#### Directions for this task:
Reproduce the following listing line for line, without altering anything.

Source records
********

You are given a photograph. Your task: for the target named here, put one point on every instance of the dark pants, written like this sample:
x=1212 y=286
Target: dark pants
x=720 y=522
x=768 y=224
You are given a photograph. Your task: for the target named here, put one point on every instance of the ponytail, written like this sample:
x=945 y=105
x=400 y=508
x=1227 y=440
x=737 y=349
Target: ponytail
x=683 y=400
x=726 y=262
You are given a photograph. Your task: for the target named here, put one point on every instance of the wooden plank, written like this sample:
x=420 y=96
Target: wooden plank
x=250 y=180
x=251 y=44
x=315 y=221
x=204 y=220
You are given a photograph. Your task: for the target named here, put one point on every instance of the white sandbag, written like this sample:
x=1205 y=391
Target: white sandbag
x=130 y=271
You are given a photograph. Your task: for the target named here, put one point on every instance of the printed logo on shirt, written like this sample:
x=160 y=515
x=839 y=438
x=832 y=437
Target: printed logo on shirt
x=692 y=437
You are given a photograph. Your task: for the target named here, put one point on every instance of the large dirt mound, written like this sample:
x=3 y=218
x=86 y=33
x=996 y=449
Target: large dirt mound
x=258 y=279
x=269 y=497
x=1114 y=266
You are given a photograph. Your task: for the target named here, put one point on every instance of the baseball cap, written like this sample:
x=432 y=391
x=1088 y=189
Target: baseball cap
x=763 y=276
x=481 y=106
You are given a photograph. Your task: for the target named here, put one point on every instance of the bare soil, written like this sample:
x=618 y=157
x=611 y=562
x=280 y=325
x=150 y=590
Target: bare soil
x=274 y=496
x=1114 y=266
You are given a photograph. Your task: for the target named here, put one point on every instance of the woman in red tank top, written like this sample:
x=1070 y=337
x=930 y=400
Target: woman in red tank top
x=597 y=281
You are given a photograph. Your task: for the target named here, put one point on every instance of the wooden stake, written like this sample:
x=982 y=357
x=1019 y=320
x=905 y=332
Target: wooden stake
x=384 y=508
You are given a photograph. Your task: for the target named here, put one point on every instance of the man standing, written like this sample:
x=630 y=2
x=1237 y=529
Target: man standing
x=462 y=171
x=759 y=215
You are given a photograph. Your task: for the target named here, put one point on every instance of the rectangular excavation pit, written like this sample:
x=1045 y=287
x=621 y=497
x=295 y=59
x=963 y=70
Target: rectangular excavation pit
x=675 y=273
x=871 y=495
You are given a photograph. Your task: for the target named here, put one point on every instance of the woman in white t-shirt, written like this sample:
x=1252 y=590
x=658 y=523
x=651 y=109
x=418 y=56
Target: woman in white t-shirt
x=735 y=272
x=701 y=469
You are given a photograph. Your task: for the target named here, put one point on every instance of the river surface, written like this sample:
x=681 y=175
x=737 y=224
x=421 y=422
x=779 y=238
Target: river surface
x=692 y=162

********

#### Result:
You are given a photograph. Your task: for the target named here, put one point on every instance of the dark pants, written like this sample:
x=1212 y=286
Target: dark pants
x=720 y=522
x=768 y=224
You are given a photograph. Your task: for the target named here, put one point on every instance of the ponytail, written like this sample:
x=945 y=105
x=400 y=508
x=1227 y=440
x=737 y=349
Target: ponytail
x=683 y=400
x=726 y=262
You are given a photograph. Your task: for the target named here, put one point on every instance of the wooden plank, written like this sample:
x=420 y=96
Target: wooden plank
x=250 y=180
x=251 y=44
x=315 y=221
x=204 y=220
You are given a photograph. Your task: for the target named here, put one point on every instance of the white sandbag, written like this sample:
x=1205 y=391
Target: white sandbag
x=130 y=271
You are given a photograph. Your task: for the target named here, put one point on every instance of the printed logo on shirt, written like this sample:
x=160 y=515
x=839 y=438
x=832 y=437
Target: printed logo on shirt
x=692 y=437
You are given a photograph. Your task: for the target named here, put one point on every instance of the large dirt mound, written like this sample:
x=3 y=218
x=86 y=33
x=996 y=449
Target: large dirt mound
x=258 y=279
x=269 y=497
x=1114 y=266
You are given a photograph. Your task: for the target named here, put one point on every instance of the baseball cap, written like this sample:
x=432 y=391
x=1088 y=189
Target: baseball cap
x=763 y=276
x=481 y=106
You are given a photograph. Your task: for the target named here, put one point on every instance of the bare soil, written like this sample:
x=618 y=157
x=611 y=562
x=280 y=325
x=150 y=590
Target: bare soil
x=274 y=496
x=1114 y=266
You are given a photograph. Your task: for the target named here, put one point on every instance of the woman in red tank top, written like this sample:
x=1070 y=337
x=930 y=400
Target: woman in red tank top
x=597 y=281
You are given a photograph. Your task: for the target named here, put one point on every instance of the wooden stake, written like this sample:
x=982 y=357
x=1019 y=320
x=905 y=332
Target: wooden stake
x=384 y=508
You are given a photograph. Your task: for the target named here, put one point on every instance of the man standing, written like this sample:
x=630 y=2
x=1237 y=529
Target: man standing
x=462 y=171
x=759 y=215
You are given a photograph. Your task: for the target named here, put one point on every instance of the rectangular excavation pit, written like this sample:
x=1045 y=287
x=621 y=497
x=295 y=59
x=963 y=70
Target: rectangular excavation pit
x=675 y=273
x=871 y=495
You are given a photograph. Your task: for the target named here, put one point on every instance of the woman in white t-shirt, written like this sample:
x=1252 y=590
x=658 y=523
x=651 y=109
x=418 y=56
Target: woman in white t-shirt
x=735 y=272
x=701 y=469
You are given a photograph. Your task: for the target named here, put one point on every instance of the river surface, written like this sample:
x=681 y=175
x=737 y=224
x=421 y=422
x=779 y=238
Target: river surface
x=692 y=162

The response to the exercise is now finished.